##### Text block #####
Indeed, it seemed that everywhere I went in this Kerry area, driving around in the rugged landscape, there were references to America, and to the emigration that emptied out the region and filled up the cities and towns of America. There were US flags in the towns and inside the bars, next to pictures of JFK and Gaelic football teams in Boston and San Francisco.

Roofless stone cottages dotted the land, and in the two local newspapers, the obituaries continue to provide fascinating links to the US, with now-aged emigrants dying off but they had fascinating and full lives, working in the docks of New York or in the southern cities and serving in the US Army, and Navy. They were lives full of hope and adventure.

By contrast, I read some local history about the brutal conditions of tenant farmers in Kerry in the 19th century and the brutal landlord system, installed to uphold English colonial rule. The main landlord for the region, Lord Lansdowne, even arranged to pay for his tenants to be transferred to New York and especially to the notorious Five Points section of lower Manhattan. One academic showed the exact number of his former tenants living on streets around a section of the Lower East Side. This later led to the naming of a ‘Kenmare Street’ in the area, by Big Tim Sullivan, the Tammany Hall politician, whose mother hailed from the town. The connection between south Kerry, and indeed all of Ireland, with a welcoming and challenging Unites States, is intimate and long standing.
##### Data entries #####
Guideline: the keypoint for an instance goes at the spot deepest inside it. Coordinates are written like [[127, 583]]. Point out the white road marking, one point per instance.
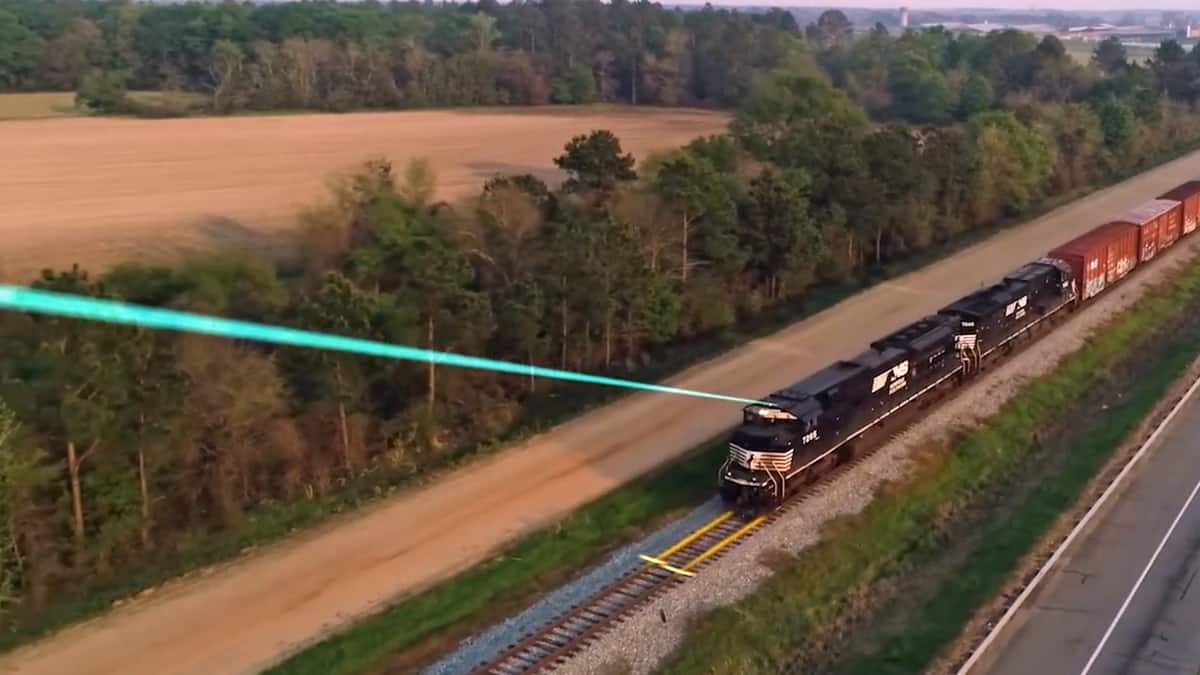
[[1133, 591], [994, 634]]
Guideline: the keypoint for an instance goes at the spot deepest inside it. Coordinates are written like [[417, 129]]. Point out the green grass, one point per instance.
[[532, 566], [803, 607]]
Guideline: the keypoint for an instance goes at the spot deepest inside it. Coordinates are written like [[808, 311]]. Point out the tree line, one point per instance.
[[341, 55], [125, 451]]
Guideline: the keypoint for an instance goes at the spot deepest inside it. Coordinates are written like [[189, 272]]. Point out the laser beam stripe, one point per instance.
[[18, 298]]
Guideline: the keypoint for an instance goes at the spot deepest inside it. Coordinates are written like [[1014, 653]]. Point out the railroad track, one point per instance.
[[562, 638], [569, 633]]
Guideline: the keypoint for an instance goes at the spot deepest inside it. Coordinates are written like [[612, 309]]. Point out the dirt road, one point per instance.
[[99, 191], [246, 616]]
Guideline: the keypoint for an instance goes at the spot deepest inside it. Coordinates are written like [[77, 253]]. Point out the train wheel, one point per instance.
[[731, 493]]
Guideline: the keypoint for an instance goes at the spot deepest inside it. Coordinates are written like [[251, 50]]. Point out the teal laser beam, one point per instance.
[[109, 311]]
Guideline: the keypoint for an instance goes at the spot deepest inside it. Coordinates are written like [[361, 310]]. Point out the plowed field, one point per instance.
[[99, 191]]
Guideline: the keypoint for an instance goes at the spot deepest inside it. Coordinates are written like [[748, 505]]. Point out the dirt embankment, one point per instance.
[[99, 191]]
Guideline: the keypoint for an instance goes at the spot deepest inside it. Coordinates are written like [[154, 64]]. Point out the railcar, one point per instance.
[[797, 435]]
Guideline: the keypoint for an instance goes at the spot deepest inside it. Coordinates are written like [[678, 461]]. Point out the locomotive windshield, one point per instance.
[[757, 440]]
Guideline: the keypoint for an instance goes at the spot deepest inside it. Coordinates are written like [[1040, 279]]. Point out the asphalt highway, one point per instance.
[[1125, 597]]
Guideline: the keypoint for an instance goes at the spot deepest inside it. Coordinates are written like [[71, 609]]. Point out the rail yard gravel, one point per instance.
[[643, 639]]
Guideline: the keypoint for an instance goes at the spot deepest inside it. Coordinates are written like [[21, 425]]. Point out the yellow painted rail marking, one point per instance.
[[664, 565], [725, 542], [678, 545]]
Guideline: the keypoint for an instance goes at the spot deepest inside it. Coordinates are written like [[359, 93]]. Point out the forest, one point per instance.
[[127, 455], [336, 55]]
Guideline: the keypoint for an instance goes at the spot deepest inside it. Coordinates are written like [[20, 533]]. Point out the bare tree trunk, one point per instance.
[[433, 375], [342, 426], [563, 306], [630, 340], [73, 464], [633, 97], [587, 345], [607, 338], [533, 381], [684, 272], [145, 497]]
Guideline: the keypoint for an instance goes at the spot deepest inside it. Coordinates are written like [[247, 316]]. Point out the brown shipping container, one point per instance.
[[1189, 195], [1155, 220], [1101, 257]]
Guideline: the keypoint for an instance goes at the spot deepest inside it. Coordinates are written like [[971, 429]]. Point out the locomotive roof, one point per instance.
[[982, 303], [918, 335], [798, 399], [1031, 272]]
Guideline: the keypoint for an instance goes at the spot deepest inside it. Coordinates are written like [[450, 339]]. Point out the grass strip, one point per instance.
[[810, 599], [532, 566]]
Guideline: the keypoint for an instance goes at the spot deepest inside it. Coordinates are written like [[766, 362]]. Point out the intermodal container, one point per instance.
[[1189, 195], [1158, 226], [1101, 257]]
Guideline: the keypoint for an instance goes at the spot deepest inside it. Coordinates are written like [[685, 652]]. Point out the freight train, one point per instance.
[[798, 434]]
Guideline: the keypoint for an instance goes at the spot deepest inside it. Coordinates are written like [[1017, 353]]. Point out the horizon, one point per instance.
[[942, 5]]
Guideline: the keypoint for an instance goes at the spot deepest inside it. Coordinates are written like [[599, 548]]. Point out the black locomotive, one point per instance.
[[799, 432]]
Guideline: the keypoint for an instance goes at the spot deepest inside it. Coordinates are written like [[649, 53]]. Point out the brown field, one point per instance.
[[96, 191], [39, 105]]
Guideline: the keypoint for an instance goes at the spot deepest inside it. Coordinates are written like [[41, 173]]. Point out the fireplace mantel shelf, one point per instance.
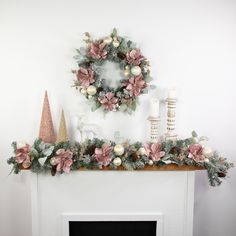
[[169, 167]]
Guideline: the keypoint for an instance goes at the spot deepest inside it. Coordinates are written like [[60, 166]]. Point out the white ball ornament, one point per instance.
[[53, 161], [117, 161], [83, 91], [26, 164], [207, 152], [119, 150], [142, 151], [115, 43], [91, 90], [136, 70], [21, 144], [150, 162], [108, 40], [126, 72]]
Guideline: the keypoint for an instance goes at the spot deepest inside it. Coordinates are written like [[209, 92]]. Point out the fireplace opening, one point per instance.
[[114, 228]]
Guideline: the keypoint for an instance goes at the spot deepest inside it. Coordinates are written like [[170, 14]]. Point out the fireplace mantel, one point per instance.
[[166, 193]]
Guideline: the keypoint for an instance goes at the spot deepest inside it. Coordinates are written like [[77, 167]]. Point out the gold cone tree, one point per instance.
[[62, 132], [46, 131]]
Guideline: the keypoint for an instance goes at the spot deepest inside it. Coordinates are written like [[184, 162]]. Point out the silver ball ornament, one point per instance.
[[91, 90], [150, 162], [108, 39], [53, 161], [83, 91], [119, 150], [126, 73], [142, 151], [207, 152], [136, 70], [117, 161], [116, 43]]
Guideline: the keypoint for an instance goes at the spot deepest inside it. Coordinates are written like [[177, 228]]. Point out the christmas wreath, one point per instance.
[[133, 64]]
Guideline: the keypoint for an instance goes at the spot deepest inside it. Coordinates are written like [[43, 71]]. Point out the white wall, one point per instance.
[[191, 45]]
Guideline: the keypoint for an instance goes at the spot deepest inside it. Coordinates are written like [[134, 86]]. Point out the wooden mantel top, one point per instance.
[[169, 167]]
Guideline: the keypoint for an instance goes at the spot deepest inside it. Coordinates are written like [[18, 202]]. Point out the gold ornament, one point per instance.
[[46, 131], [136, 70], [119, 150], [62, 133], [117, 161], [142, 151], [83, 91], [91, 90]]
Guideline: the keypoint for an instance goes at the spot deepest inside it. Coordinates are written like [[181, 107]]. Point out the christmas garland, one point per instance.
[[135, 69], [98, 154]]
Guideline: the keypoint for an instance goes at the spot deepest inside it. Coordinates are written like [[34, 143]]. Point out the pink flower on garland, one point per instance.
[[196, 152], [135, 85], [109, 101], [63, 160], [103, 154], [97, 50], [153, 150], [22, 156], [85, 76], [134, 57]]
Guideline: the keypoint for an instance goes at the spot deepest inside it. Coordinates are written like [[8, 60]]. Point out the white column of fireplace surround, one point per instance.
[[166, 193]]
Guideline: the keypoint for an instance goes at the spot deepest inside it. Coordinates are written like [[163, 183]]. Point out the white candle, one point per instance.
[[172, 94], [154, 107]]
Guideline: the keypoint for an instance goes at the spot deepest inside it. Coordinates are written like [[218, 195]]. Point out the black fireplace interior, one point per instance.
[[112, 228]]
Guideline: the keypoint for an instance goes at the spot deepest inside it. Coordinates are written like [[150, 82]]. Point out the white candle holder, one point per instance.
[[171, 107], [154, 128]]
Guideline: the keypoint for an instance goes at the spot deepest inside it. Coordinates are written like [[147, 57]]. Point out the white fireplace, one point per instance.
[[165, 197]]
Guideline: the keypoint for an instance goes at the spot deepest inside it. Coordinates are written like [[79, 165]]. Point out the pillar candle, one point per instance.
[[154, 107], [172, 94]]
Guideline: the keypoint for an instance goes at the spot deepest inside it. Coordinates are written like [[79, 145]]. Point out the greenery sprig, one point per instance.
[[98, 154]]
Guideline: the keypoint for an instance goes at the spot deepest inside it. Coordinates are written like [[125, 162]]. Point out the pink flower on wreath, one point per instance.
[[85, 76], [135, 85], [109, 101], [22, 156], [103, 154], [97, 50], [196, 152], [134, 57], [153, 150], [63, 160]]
#####
##### Data entries #####
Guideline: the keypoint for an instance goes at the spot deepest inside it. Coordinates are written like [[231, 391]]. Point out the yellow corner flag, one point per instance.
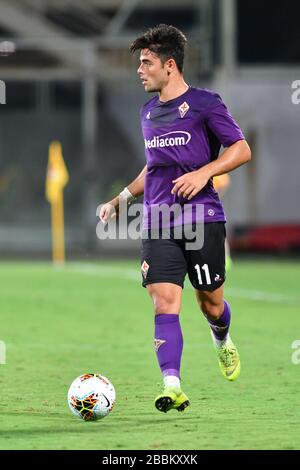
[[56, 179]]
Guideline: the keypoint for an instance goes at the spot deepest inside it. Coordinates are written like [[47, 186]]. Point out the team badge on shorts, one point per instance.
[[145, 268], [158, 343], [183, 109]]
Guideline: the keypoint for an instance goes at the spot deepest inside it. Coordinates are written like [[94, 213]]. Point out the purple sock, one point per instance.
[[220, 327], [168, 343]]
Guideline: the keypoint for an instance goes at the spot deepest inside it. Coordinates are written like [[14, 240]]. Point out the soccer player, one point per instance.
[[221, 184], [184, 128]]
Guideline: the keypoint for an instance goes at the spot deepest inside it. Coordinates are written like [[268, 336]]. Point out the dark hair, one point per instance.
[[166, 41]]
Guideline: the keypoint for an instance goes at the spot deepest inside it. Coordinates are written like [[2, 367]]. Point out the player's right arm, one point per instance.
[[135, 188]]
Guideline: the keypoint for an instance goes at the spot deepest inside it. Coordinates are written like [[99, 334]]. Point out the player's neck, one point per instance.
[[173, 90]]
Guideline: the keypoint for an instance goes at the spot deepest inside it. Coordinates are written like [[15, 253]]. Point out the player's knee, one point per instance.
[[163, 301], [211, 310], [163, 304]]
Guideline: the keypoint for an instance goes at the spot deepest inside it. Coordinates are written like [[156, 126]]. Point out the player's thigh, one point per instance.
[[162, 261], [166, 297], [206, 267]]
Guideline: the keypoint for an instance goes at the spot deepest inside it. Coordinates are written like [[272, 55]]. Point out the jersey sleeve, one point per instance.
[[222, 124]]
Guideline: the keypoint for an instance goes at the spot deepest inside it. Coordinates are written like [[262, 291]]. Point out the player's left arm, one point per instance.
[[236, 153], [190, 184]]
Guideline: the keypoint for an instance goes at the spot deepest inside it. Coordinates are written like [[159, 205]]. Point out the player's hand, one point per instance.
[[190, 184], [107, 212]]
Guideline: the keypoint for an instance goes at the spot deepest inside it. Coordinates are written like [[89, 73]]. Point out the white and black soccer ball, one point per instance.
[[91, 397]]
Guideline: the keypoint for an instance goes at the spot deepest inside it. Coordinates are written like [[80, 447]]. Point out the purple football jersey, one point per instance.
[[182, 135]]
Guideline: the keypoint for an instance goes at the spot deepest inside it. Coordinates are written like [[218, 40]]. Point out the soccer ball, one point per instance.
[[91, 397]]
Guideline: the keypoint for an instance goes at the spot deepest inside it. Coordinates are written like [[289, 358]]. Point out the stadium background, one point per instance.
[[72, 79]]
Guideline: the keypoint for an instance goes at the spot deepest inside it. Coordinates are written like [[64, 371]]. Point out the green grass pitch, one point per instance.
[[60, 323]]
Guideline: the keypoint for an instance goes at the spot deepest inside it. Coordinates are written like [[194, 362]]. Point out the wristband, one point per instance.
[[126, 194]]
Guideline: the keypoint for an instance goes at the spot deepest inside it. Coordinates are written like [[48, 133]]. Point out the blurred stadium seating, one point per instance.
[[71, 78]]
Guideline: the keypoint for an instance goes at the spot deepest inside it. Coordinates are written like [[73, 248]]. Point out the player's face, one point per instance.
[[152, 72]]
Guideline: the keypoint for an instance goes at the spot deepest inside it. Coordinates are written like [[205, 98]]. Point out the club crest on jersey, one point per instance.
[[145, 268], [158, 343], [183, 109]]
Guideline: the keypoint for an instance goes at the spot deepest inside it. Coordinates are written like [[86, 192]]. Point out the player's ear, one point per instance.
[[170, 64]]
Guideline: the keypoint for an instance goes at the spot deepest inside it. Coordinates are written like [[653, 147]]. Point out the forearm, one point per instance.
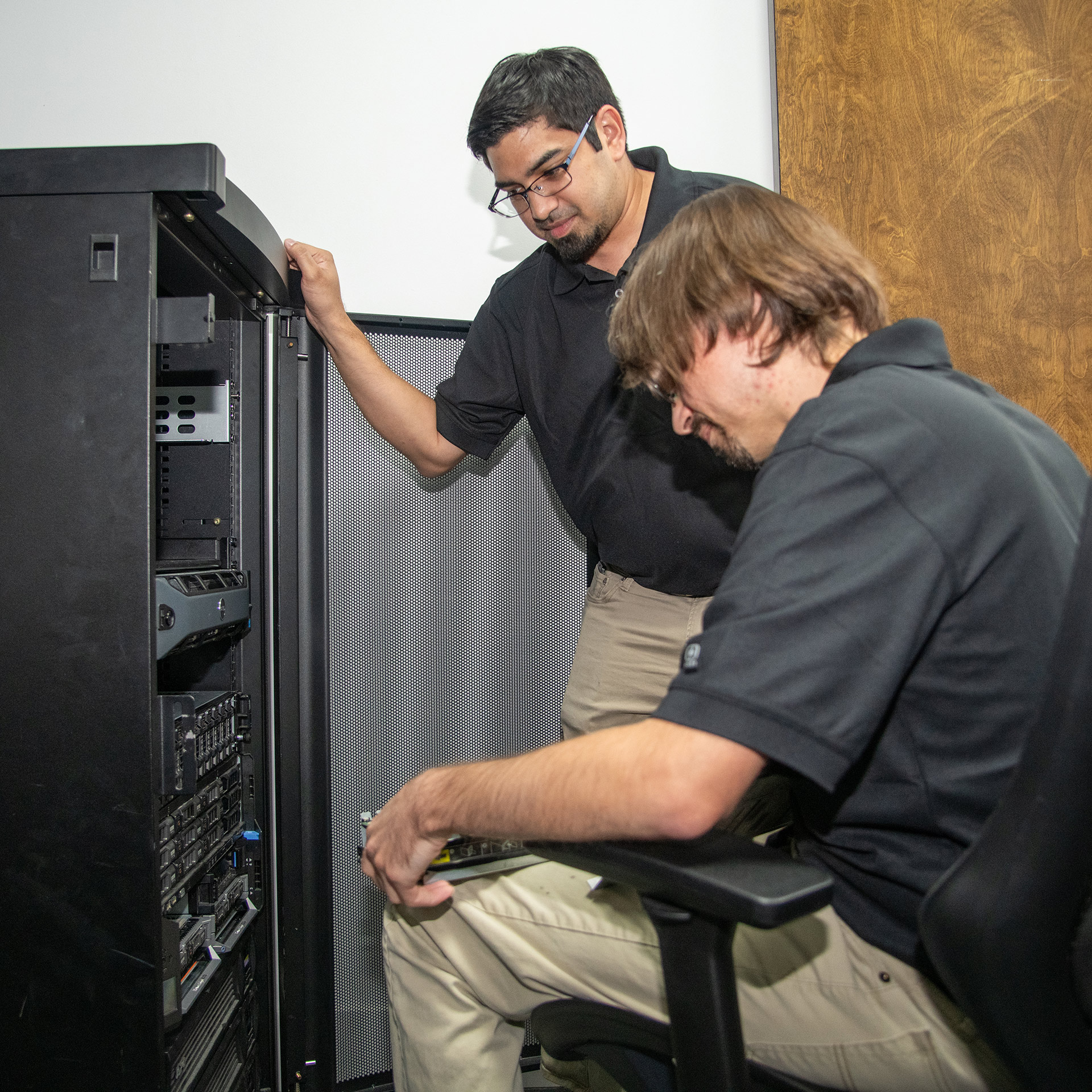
#####
Complete the following »
(1) Summarize the passage about Kerry and America in two sentences.
(2) Reproduce the passage about Kerry and America from "Roofless stone cottages" up to and including "hope and adventure.".

Task-by-task answers »
(1) Throughout the Kerry area, the writer found many references to America and to the emigration that emptied the region, from US flags and pictures of JFK in bars to obituaries of emigrants who had worked and served in the United States. Local history also describes the brutal nineteenth-century landlord system, under which Lord Lansdowne paid for his tenants to be transferred to New York, a connection later marked by the naming of a 'Kenmare Street' on the Lower East Side.

(2)
Roofless stone cottages dotted the land, and in the two local newspapers, the obituaries continue to provide fascinating links to the US, with now-aged emigrants dying off but they had fascinating and full lives, working in the docks of New York or in the southern cities and serving in the US Army, and Navy. They were lives full of hope and adventure.